* [What you have to do]: Every line below between the one holding "<point>60,243</point>" and the one holding "<point>234,191</point>", inclusive, should be copied exactly, and no other line.

━━━━━ Excerpted records ━━━━━

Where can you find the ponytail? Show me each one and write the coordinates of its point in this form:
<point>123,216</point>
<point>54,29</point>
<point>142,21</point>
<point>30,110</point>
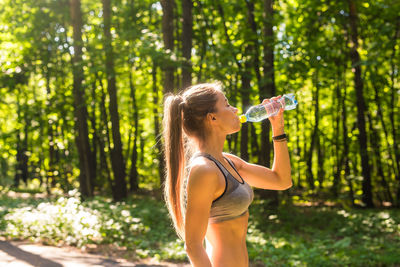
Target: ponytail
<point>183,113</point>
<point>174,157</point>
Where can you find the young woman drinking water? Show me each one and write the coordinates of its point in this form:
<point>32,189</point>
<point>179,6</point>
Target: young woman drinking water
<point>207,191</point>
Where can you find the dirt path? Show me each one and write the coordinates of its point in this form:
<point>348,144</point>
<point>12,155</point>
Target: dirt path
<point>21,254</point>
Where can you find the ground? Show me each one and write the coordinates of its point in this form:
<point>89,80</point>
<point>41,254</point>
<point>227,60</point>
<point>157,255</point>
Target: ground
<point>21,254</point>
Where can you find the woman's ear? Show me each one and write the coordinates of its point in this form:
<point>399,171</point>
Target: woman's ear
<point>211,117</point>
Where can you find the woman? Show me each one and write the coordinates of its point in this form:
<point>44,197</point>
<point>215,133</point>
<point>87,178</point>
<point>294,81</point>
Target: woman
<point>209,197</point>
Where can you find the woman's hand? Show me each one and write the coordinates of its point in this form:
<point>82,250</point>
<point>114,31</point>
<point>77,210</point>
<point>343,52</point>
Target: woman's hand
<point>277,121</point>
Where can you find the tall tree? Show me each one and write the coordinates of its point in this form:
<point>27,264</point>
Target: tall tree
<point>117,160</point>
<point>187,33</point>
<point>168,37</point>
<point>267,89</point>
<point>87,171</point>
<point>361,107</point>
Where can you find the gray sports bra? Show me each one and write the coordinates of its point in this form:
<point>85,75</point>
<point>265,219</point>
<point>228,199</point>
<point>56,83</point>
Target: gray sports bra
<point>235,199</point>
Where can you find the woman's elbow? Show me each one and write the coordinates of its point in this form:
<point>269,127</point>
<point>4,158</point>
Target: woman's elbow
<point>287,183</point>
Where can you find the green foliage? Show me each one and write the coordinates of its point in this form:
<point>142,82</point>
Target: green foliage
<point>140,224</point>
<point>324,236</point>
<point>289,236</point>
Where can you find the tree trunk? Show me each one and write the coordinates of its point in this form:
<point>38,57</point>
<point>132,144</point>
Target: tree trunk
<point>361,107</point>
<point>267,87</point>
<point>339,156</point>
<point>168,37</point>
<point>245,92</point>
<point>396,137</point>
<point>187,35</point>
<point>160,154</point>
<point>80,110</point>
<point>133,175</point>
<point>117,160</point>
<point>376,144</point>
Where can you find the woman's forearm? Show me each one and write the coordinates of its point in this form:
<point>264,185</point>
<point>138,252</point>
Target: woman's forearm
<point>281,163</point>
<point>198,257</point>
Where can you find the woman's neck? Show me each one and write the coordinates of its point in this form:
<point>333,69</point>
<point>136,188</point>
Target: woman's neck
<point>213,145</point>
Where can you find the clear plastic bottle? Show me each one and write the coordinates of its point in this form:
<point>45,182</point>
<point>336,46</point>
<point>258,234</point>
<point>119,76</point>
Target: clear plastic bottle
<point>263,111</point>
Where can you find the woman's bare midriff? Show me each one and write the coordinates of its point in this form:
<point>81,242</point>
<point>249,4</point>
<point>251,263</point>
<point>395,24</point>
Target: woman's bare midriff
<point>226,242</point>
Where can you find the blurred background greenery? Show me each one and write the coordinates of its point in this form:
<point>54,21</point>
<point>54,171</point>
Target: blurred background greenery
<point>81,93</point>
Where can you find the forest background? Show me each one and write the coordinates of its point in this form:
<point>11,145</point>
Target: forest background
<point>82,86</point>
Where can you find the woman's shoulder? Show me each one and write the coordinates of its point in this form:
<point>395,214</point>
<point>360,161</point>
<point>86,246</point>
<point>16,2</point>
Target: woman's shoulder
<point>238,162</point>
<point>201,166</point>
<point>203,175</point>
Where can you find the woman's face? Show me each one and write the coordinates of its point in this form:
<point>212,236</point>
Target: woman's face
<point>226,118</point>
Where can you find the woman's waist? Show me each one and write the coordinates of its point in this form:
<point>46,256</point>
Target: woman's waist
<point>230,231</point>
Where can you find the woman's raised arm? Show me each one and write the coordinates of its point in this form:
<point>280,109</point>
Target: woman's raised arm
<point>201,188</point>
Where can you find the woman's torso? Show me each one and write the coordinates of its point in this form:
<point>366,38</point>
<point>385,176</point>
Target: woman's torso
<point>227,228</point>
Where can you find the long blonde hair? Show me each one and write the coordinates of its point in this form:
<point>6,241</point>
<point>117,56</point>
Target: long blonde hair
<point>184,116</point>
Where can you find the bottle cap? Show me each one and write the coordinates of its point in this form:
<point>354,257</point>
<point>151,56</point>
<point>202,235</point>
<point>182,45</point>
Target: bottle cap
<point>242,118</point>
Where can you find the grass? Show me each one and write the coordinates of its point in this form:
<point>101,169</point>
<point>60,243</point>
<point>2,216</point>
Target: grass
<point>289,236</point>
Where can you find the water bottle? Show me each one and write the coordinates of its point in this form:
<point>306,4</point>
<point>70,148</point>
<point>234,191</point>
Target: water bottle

━━━━━

* [Response area]:
<point>60,243</point>
<point>2,216</point>
Target: grass
<point>289,236</point>
Where can you find the water bottle? Show me each one and write the coordinates of its point in this form:
<point>306,4</point>
<point>70,148</point>
<point>234,191</point>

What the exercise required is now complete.